_Required task_.
Copy the listing from the line with "I'm looking for the purple" up to and including the line with "[170,343,182,367]", switching "purple" to "lavender" and leaving everything else unchanged.

_Data to process_.
___
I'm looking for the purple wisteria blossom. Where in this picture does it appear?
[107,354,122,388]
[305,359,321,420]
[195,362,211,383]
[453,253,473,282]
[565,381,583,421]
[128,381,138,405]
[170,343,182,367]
___
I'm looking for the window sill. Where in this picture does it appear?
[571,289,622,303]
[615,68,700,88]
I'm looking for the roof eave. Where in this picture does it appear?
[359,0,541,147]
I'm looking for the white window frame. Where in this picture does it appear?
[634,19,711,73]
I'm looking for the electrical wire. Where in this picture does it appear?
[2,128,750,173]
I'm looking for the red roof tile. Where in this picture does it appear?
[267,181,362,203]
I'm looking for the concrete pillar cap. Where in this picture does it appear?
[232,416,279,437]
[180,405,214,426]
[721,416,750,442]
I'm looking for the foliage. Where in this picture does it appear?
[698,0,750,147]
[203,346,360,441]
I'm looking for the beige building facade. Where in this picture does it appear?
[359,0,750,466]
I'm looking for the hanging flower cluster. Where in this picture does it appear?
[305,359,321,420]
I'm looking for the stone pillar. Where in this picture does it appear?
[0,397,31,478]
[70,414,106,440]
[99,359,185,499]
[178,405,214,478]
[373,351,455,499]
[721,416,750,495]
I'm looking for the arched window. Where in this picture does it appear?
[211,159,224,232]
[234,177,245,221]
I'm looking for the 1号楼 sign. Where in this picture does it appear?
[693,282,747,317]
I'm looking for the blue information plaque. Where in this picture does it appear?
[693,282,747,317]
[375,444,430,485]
___
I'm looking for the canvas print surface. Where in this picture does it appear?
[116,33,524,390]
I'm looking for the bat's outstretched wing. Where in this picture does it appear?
___
_Expected answer_.
I'm looking for the lavender wisteria blossom. Where in this picture does it appear?
[107,354,122,388]
[305,359,321,420]
[195,362,211,383]
[453,253,473,282]
[565,381,583,421]
[128,381,138,405]
[170,343,182,367]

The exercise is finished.